• [Goal of the exercise] Each line of the listing must be set down exactly as it stands.

• [Dataset extract]
--------------------------------

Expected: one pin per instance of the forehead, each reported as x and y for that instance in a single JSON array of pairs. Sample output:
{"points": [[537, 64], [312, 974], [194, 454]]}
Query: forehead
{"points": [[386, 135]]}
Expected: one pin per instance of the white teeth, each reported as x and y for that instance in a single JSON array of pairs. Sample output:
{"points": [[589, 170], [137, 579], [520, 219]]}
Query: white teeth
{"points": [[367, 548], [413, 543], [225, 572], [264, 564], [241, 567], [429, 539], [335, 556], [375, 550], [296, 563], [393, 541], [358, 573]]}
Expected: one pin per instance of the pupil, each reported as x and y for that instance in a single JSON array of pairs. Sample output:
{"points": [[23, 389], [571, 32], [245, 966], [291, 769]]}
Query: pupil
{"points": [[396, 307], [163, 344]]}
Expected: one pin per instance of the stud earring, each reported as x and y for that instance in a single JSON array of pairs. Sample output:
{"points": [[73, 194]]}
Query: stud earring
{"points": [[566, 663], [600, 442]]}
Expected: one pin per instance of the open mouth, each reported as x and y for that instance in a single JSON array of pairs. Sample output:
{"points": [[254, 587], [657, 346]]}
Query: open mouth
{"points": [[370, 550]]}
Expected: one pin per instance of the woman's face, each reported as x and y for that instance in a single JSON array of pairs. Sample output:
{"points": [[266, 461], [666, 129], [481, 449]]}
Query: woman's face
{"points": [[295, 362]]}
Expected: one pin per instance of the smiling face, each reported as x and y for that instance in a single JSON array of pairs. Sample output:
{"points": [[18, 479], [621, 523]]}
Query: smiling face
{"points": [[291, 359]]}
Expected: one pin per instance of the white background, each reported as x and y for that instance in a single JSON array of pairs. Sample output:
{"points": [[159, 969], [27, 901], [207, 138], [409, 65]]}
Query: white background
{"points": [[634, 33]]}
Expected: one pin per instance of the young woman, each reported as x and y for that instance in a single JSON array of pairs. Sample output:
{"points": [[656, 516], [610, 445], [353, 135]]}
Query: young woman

--------------------------------

• [Written answer]
Expected: one pin per instance of the forehead, each reported as x and y for that instance in a single JSON array of pairs. Sample output:
{"points": [[537, 64], [312, 974], [194, 454]]}
Query: forehead
{"points": [[386, 135]]}
Expected: one pin per instance of the white teeth, each reported as x and y for that instance in a single JSON array of pairs. Sample output:
{"points": [[589, 170], [137, 579], [520, 219]]}
Query: white teeth
{"points": [[367, 548], [413, 543], [225, 572], [264, 564], [241, 567], [429, 539], [335, 556], [375, 550], [296, 563], [393, 541], [358, 573]]}
Expected: one pin per instance of the pupil, each reported as x and y for that instance in a single JSON array of pairs. Sample output:
{"points": [[23, 389], [571, 32], [245, 966], [291, 769]]}
Query: pupil
{"points": [[396, 307], [163, 344]]}
Expected: one pin per instance of the stud earring, each reported as x and y for that instance in a single JSON array of pairs. Sample output:
{"points": [[73, 194]]}
Query: stud earring
{"points": [[566, 663], [600, 442]]}
Expected: one pin per instance of the open mouth, each reported as x and y for that instance in a single JSON array of pairs. Sample output:
{"points": [[254, 587], [657, 346]]}
Query: open mouth
{"points": [[370, 550]]}
Expected: one pin per instance of the woman's face, each reported as x and y for that instance in a single JSON array of pairs. Sample output:
{"points": [[266, 461], [666, 129], [481, 449]]}
Query: woman's face
{"points": [[295, 362]]}
Expected: one pin per instance of the smiling face, each reported as x and y for that instance in a single JSON array of pairs. Sample output:
{"points": [[18, 479], [621, 523]]}
Query: smiling face
{"points": [[291, 359]]}
Expected: one pin per instance of the white background, each reported as x and y for that instance in a single JSON array of pairs. Sample output:
{"points": [[159, 969], [27, 901], [207, 138], [409, 65]]}
Query: white background
{"points": [[634, 33]]}
Expected: one pin per instance of the young woman, each reported as x and y for that instance in a single JSON array of pairs. Sample output:
{"points": [[656, 516], [610, 445], [353, 135]]}
Query: young woman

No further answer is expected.